◆ Required work: Restate the complete material exactly.

(Location labeling records)
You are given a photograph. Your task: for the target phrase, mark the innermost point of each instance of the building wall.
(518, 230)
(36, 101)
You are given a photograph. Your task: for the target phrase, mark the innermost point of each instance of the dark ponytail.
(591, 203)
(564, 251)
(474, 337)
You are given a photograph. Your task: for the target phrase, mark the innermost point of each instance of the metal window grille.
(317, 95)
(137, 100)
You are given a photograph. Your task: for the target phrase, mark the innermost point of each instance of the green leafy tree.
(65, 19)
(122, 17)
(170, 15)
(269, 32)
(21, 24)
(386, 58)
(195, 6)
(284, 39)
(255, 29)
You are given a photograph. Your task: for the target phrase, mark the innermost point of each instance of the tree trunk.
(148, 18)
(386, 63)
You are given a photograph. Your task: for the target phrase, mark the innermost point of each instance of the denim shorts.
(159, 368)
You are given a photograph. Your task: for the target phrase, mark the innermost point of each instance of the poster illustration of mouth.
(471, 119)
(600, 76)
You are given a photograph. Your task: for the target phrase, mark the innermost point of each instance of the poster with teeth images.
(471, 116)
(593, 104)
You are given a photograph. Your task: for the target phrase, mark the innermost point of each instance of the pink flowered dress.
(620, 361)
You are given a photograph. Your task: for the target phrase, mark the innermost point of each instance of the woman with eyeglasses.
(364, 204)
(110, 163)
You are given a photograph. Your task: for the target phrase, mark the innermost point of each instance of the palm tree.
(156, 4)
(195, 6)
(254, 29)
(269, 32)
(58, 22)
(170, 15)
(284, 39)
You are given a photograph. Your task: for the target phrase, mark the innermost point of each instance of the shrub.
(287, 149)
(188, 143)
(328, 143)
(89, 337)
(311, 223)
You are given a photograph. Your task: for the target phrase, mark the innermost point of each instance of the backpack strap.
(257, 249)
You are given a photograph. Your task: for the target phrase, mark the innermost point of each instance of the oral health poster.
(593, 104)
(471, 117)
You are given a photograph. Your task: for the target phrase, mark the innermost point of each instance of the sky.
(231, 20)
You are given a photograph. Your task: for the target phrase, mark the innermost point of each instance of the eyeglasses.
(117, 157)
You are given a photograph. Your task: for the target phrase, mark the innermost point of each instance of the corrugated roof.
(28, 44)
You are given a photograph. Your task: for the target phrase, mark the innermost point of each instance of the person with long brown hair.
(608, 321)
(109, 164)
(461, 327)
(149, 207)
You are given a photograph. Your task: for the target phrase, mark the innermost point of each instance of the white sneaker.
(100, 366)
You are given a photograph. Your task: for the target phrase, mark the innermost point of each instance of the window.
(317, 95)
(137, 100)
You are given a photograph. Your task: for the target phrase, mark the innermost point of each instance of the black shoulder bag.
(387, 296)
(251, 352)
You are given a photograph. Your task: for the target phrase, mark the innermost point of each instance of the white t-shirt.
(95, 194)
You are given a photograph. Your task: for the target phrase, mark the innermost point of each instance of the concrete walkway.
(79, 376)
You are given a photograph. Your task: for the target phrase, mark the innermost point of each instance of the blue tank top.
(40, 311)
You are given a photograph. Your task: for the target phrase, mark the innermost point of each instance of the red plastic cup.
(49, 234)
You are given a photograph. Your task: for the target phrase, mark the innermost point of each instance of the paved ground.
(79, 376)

◆ Reply to the exercise:
You are given a photograph. Your task: for the target phrase, mark the innermost point of each instance of the building wall.
(518, 230)
(36, 101)
You are given a photograph. Your task: for the target phrase, mark the innermost point of each instance of the dark ponytail.
(591, 203)
(564, 251)
(474, 337)
You are given a photograph. Your task: for the target phrase, mark the innermost point of each instance of the metal window grille.
(317, 95)
(137, 100)
You are given a photograph. Your task: for the target phrase, mark the innermost point of each instance of the green leafy tree.
(65, 19)
(122, 17)
(170, 15)
(269, 32)
(21, 24)
(386, 58)
(195, 6)
(284, 39)
(255, 29)
You are given a photograph. Your task: for the target phrase, mark the innermost point of each instance of the tree trunk.
(148, 18)
(386, 63)
You are given a photograph. Your task: for the target phrase, mark the innermost point of each instance of the denim shorts.
(159, 368)
You are given a photograph. Your task: for the target phrase, mark the innermost point of each instance of the poster illustration of mouth.
(471, 119)
(600, 76)
You are given a photograph. Your task: for the target phrase, mark the innermost point of each instance of the poster with teeth images.
(471, 116)
(593, 104)
You are given a photograph. Your task: for the target phrase, mark the innermost point of each instance of the pink flowered dress.
(620, 361)
You are given a photograph. Your task: for the target phrase, mark the innermost point of each instance of the woman with eyeglasses.
(364, 204)
(110, 163)
You are given a photograph. Your task: for the target phrase, mark the innermost point of each instance of the palm tree.
(156, 4)
(195, 6)
(254, 29)
(269, 32)
(58, 22)
(170, 15)
(284, 39)
You are given a photograph. Your task: for the target phrase, mark the innermost point of each instance of the shrub.
(287, 149)
(188, 143)
(328, 143)
(89, 337)
(311, 223)
You are given a photograph. Your task: for the target phrase, mark the innermost point of each instance of the backpack strap.
(257, 249)
You are given a photograph. Your task: for the target phrase, mark the innermost point of each instance of the oral health poster.
(593, 104)
(471, 117)
You are given a photograph. Your task: for the target phrase, mark the innermost point of each instance of the sky.
(231, 20)
You are given a photograph. Your task: for the target phrase, mark the innermost point of each instance of the eyeglasses.
(117, 157)
You are given a photograph. Your task: for the target phrase, mark the innermost point of each instance of the corrugated roof.
(28, 44)
You are given a photograph. Your task: for the target phrase, mark the innermost point of each instance of the person with long brown hair.
(608, 321)
(109, 164)
(461, 327)
(149, 207)
You are given a photograph. Your task: for the target phrase, mark the innermost point of each instance of the white sneaker.
(100, 366)
You are given a photograph. Your task: for the target phrase, mark the innermost point of each instance of the window.
(317, 95)
(137, 100)
You are given a photograph. Your task: for the target phrase, mark the innermost point of each instance of the black shoulder bag.
(387, 296)
(251, 352)
You are given a photograph. Your task: for the target phrase, mark the innermost point of each instance of the white t-shirt.
(95, 194)
You are given a photograph. Your task: for the target phrase, mark the innermost point of each instance of the concrete walkway.
(79, 376)
You are given a photograph. Your task: for the target phrase, mark the innermost point of each instance of the blue tank top.
(40, 311)
You are given a photograph. Your task: for the target phrase, mark the innermost point of each instance of the red plastic cup.
(49, 234)
You are given a photograph. Your task: for the target phrase, mark the innermost point of each instance of the paved ground.
(79, 376)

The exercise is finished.